- What is required
Copy the rows below word for word, leaving out the pictures.

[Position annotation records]
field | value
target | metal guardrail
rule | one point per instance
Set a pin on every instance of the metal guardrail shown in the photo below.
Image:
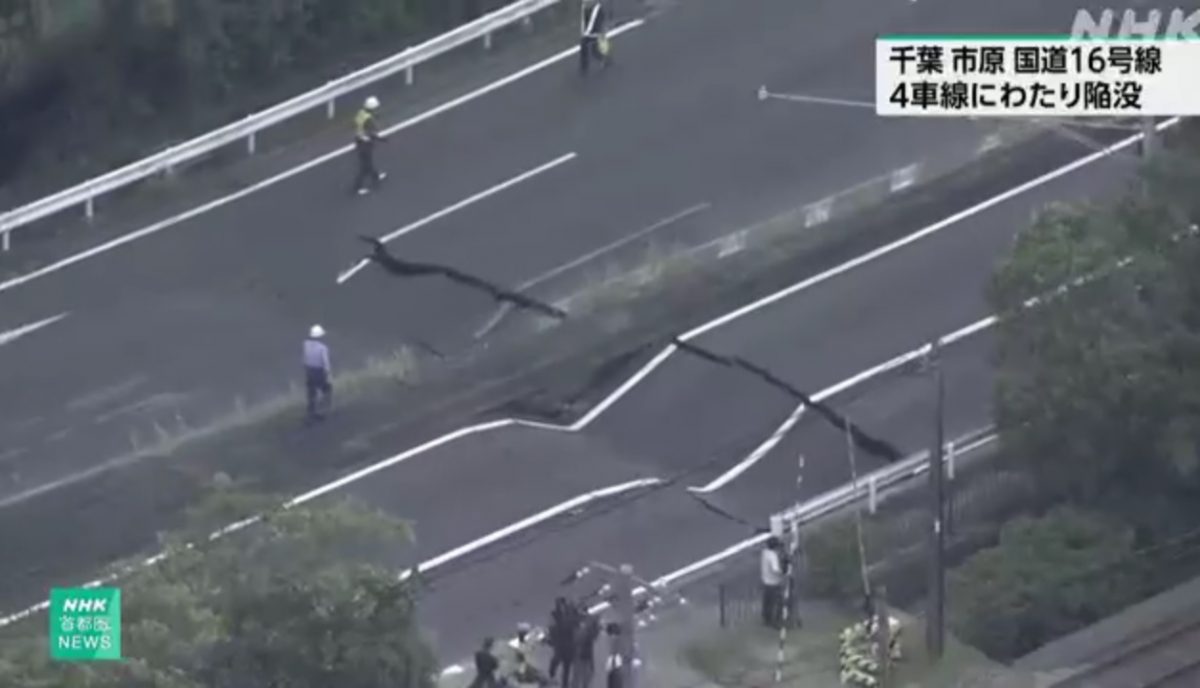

- Worked solution
field | value
target | metal guardrail
rule | one point per instance
Set a pin on every instance of the metal guardrail shown in the photo below.
Image:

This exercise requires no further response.